→ Exercise text:
_ _ _ _
Depending on the weather and how warm the temperatures are, February normally sees the first frogspawn appear in our ponds and ditches showing us that spring is, hopefully, only just around the corner. So, where have these frogs spent the winter? Well, the answer is that frogs hibernate in all sorts of places, some choosing the mud in the bottom of the pond, others preferring to find places such as log piles, under garden sheds or in cavities within stone walls. Frogs are really only reliant on water to breed, spending most of their adult life stomping (or should I say jumping) around the countryside!
This was very much brought home to me when I came across a frog in a wood, miles from any water - or so I thought! I later discovered frogspawn in some ruts that the forestry workers’ machinery had left behind. Some years these ruts hold water long enough to raise froglets, but in others they dry out, killing all the tadpoles long before they are old enough to survive out of water. As long as there is a successful breeding season every now and again to replenish the local population, it appears that these woodland frogs are doing all right.
_ _ _ _
→ Tasks and exercises:
**1)** Answer these questions from the frog text:
(a) In which month does the first frogspawn normally appear?
(b) For what are frogs really only reliant on water?
(c) Where was frogspawn discovered near the wood?
**2)** Rewrite the frog text from "This was very" to "doing all right.", replacing "ruts" with "wheel tracks" throughout.
_ _ _ _
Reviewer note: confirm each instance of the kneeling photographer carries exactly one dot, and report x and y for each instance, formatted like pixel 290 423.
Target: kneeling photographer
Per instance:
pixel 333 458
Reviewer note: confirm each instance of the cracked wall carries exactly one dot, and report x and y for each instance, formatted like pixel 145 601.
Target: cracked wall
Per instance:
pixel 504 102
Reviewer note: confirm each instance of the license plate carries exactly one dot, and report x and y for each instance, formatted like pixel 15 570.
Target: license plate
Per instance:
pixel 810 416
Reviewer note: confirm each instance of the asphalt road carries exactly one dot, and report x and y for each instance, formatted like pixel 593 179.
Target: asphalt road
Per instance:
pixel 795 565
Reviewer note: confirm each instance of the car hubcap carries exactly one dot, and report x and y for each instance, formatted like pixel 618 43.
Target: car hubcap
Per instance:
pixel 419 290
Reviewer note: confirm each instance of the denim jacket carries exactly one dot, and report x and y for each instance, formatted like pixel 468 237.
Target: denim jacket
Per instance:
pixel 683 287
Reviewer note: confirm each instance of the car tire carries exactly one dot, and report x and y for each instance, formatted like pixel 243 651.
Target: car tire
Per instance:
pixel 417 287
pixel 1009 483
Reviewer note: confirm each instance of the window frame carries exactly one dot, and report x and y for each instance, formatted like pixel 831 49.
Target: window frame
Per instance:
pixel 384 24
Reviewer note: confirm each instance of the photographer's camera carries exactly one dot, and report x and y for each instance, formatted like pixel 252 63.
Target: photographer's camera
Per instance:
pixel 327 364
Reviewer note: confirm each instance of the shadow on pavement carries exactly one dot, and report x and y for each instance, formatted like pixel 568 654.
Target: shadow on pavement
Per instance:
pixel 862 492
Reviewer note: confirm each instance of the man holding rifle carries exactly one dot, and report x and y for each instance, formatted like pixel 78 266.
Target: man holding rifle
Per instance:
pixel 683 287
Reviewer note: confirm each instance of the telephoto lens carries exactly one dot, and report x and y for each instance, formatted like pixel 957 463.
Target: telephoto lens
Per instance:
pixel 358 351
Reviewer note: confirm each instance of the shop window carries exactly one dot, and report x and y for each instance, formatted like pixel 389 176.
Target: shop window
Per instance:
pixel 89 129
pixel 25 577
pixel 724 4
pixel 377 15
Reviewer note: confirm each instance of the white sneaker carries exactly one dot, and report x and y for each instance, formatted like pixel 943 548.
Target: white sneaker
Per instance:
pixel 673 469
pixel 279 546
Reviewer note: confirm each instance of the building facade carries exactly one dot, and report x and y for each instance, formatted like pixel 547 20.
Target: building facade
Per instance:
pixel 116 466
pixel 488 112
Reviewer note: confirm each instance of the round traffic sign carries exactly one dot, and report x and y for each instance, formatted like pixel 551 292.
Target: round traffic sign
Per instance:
_ _ _ _
→ Task-by-task answers:
**1)**
(a) February
(b) To breed
(c) In ruts that the forestry workers' machinery had left behind

**2)**
This was very much brought home to me when I came across a frog in a wood, miles from any water - or so I thought! I later discovered frogspawn in some wheel tracks that the forestry workers’ machinery had left behind. Some years these wheel tracks hold water long enough to raise froglets, but in others they dry out, killing all the tadpoles long before they are old enough to survive out of water. As long as there is a successful breeding season every now and again to replenish the local population, it appears that these woodland frogs are doing all right.